Records shown:
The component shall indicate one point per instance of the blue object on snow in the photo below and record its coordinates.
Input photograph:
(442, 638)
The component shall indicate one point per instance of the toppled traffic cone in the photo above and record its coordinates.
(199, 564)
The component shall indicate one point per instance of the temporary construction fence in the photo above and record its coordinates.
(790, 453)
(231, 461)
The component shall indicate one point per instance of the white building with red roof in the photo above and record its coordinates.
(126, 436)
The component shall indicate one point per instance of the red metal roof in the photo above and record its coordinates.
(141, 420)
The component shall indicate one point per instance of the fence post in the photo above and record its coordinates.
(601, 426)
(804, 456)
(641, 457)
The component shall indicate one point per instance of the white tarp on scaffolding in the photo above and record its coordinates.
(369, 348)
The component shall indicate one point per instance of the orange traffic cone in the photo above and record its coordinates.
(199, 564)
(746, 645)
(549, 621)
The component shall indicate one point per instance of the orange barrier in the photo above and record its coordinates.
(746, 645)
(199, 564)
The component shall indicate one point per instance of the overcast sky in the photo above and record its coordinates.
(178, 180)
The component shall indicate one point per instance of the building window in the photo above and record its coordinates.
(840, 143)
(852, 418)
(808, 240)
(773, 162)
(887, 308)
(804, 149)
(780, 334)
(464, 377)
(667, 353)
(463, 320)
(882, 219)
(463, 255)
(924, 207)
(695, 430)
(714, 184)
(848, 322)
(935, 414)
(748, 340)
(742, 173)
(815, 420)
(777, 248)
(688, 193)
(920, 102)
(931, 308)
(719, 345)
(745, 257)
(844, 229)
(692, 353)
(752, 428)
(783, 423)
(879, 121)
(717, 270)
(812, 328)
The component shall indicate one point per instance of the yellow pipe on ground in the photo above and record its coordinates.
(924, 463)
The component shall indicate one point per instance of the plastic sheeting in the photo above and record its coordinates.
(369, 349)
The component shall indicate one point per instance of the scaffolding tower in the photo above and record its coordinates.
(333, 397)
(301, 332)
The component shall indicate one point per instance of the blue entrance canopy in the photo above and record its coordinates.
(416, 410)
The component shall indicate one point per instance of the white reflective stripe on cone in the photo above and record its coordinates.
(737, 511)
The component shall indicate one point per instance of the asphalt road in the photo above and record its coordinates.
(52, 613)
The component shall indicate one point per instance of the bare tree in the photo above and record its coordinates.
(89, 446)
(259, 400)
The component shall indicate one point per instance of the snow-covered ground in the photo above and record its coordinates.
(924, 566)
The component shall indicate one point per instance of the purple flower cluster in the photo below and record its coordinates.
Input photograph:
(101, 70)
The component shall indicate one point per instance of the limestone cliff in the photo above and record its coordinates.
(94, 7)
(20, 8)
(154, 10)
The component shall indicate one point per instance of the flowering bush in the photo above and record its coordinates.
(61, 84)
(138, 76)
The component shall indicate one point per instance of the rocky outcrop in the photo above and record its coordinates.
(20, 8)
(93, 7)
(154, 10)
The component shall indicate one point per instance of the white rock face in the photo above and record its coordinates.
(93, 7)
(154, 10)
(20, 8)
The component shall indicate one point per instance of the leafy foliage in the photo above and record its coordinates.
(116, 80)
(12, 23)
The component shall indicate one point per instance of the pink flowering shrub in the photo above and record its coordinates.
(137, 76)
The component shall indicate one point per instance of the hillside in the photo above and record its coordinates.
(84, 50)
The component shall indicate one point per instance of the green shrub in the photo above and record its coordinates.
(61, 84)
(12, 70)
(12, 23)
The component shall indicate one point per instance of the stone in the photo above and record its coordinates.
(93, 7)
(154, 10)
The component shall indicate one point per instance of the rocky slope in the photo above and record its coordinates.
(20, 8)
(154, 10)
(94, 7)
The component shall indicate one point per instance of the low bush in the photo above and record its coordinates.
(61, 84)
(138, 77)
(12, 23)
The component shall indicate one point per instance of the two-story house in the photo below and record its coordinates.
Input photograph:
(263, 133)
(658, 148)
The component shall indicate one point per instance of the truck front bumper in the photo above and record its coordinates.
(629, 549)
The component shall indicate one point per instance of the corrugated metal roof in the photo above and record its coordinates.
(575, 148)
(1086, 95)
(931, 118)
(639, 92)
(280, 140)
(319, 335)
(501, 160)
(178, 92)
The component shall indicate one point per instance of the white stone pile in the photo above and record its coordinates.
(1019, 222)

Exercise aim: Look through the data above and report every line in which "below" appears.

Output of the exercise:
The component shall indicate one point per instance of the blue object on snow in the photo below and record its coordinates.
The component shall indicate one point per instance of the purple flower cluster in the photo below and record its coordinates.
The component shall indicate one point per instance of the two-story house in the photo below and record its coordinates.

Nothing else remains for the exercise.